## Start DATA SUPPLIED

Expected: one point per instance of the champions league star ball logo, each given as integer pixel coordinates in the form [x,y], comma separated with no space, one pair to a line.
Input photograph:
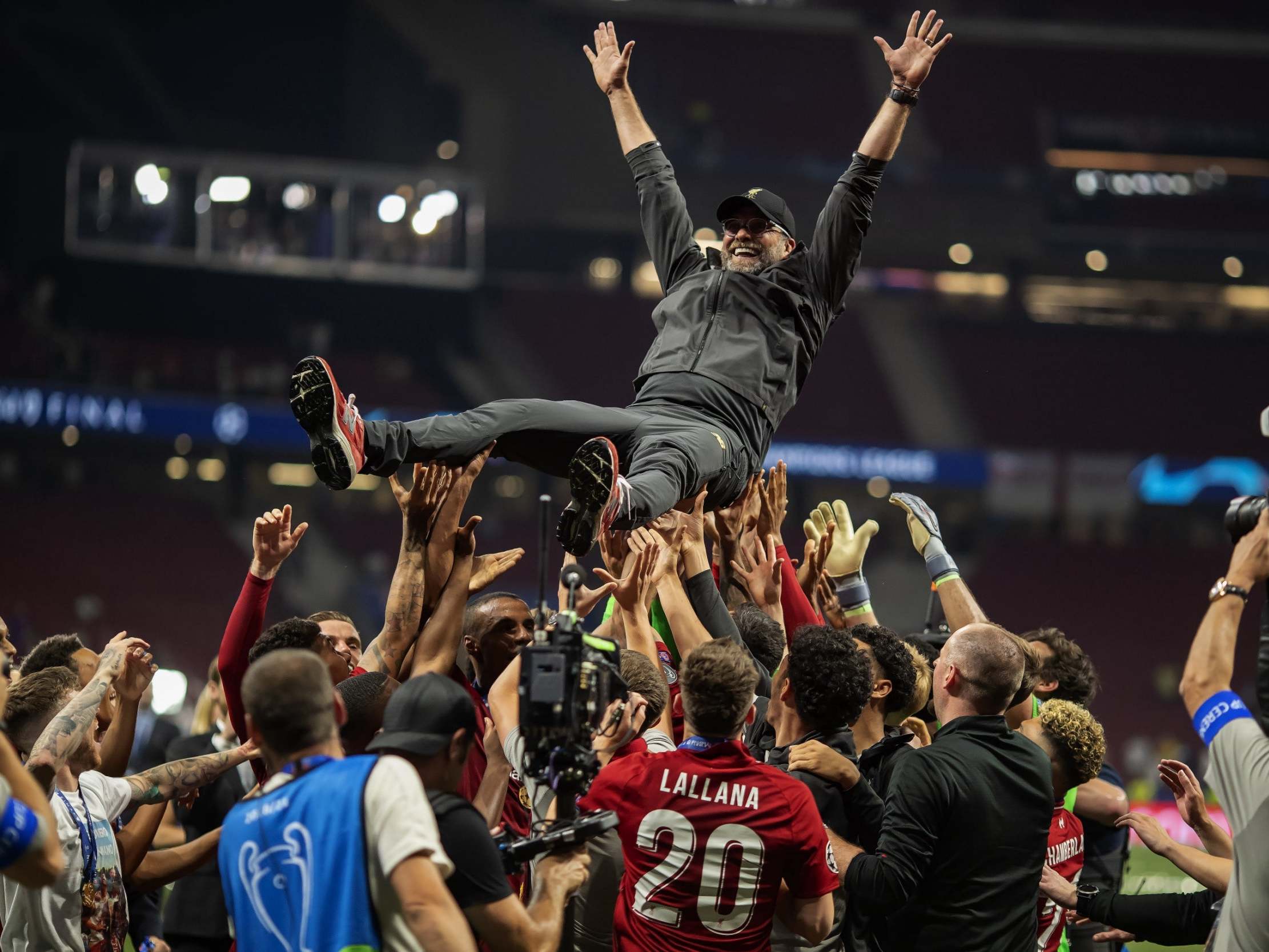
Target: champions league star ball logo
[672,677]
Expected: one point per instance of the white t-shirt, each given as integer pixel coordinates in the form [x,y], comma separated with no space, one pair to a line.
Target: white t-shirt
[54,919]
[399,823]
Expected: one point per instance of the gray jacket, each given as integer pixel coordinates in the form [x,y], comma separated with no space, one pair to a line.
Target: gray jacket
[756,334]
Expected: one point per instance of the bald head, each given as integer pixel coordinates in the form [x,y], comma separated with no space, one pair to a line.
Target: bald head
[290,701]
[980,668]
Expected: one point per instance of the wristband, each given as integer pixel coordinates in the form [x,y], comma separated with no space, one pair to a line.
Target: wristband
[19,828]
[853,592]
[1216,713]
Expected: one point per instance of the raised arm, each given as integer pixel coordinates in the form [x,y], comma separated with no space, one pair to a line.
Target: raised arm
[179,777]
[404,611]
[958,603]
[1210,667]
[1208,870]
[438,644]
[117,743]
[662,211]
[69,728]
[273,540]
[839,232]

## End DATA SUPPLIED

Copy every one of the records above word for word, leaving out the picture.

Expected: one point per instance of the champions league star ball logo, each given as integer pixel coordinates in the form [x,y], comma separated with no space, one pair to a line.
Input photograph:
Target: champions league star ball logo
[672,677]
Expected: one point per instance of the white t-shirt, each given as integer pixel coordinates in the form [x,y], comma separated with no space, one pair to a line.
Target: white t-shirt
[54,919]
[399,823]
Expected: one point per instance of the gray jacket, each given as integer pixel coordinates in the form [x,y], comma separated with no space, one pair to a line.
Target: gray jacket
[756,334]
Expected: one point per instance of the bald head, each given as integer pixel coordinates in the form [x,y], comma separated with no space, one pair to a line.
Target: bald head
[290,701]
[980,668]
Expected: one point per instance of the wristband, each given as integer pixel coordinates in the form [x,y], comma separated with no space, one pair to a line.
Target: wristband
[19,828]
[853,592]
[1216,713]
Expected: one point per instance of the raised arm, each given as integer pixel coordinates in the form [x,y], comma separated with no space, one pair to a line.
Target: raised arm
[179,777]
[404,611]
[958,603]
[1210,667]
[1208,870]
[438,644]
[117,743]
[662,211]
[69,728]
[273,540]
[839,232]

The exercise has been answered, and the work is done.